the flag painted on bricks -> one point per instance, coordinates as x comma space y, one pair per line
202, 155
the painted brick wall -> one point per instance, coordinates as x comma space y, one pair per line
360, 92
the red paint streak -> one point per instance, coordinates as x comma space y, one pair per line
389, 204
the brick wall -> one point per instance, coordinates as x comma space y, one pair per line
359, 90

════════════════

### Task instructions
The complete listing is to be repeated exactly.

### Finished task
the flag painted on bricks -> one point per instance, coordinates as x comma space y, one pair per line
202, 155
the painted brick wall -> one point per instance, coordinates as x comma space y, one pair per line
360, 92
the red paint streak -> one point per instance, coordinates as x comma space y, one pair per line
389, 204
the brick wall -> one point per instance, coordinates as x comma space y, one pair per line
359, 90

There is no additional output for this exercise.